La jurisprudence francophone des Cours suprêmes


recherche avancée

17/04/2014 | FRANCE | N°12BX02499

France | France, Cour administrative d'appel de Bordeaux, 6ème chambre (formation à 3), 17 avril 2014, 12BX02499


Vu la requête enregistrée par télécopie le 14 septembre 2012, et régularisée par courrier le 20 septembre suivant, présentée pour M. A...B..., domicilié " ..., par Me Mainier-Schall ;

M. B...demande à la cour :

1°) d'annuler le jugement n° 0804621 du 17 juillet 2012 du tribunal administratif de Toulouse qui a rejeté sa demande tendant, d'une part, à l'annulation de l'arrêté du 27 août 2008 par lequel le recteur de l'académie de Toulouse lui a infligé la sanction d'exclusion temporaire de fonctions pour une durée de quatre mois, ainsi que de la décision du 16

septembre 2008 de rejet de son recours gracieux formé contre cet arrêté, et, d'...

- **Travail demandé**:
Recopiez un passage de la décision de justice, en commençant par "Vu la requête" et en finissant par "arrêté, et, d'...".

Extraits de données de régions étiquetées
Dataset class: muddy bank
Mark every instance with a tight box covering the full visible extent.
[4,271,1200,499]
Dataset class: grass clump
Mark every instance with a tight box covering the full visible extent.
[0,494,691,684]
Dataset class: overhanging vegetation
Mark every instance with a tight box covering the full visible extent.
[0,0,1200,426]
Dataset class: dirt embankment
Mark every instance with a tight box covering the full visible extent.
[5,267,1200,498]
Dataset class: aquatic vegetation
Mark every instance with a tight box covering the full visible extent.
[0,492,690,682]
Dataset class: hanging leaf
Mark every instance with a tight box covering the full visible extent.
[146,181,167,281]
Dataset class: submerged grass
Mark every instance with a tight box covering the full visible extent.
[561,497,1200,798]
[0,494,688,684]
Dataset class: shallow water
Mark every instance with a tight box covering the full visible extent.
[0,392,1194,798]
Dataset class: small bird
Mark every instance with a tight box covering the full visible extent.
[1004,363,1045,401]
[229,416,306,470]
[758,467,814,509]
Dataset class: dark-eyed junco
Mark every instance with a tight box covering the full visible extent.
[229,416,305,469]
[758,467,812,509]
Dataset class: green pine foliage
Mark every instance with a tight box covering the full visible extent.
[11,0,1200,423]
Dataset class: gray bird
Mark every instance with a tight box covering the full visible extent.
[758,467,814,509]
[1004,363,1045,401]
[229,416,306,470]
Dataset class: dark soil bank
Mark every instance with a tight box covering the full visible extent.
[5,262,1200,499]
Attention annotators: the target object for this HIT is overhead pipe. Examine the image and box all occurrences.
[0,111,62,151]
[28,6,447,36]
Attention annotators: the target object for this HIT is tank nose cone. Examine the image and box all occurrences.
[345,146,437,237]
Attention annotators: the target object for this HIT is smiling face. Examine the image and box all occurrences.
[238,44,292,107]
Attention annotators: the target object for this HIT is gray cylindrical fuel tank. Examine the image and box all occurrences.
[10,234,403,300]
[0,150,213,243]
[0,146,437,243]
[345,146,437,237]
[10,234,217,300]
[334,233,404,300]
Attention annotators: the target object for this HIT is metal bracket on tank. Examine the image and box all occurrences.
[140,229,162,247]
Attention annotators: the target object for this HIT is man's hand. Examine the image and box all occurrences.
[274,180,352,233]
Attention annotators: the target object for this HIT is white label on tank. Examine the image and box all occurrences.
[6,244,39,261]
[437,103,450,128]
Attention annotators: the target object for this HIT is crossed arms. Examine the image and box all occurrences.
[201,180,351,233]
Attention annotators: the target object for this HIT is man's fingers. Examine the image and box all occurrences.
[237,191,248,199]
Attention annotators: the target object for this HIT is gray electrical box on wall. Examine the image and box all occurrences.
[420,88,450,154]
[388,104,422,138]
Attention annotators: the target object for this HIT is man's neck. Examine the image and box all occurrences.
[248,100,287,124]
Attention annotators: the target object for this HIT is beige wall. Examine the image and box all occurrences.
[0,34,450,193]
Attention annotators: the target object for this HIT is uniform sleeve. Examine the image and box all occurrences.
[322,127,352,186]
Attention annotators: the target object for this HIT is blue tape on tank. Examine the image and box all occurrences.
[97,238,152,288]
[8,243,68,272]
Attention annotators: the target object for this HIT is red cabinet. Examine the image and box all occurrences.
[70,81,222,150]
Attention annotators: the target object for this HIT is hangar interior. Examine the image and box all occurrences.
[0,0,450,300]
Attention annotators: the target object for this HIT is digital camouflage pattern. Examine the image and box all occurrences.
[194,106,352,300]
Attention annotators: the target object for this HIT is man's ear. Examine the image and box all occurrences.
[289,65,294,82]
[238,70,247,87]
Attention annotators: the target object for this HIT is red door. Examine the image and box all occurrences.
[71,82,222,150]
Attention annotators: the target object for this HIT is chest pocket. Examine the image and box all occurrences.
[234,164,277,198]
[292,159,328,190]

- **Corrigé**:
Vu la requête enregistrée par télécopie le 14 septembre 2012, et régularisée par courrier le 20 septembre suivant, présentée pour M. A...B..., domicilié " ..., par Me Mainier-Schall ;

M. B...demande à la cour :

1°) d'annuler le jugement n° 0804621 du 17 juillet 2012 du tribunal administratif de Toulouse qui a rejeté sa demande tendant, d'une part, à l'annulation de l'arrêté du 27 août 2008 par lequel le recteur de l'académie de Toulouse lui a infligé la sanction d'exclusion temporaire de fonctions pour une durée de quatre mois, ainsi que de la décision du 16

septembre 2008 de rejet de son recours gracieux formé contre cet arrêté, et, d'...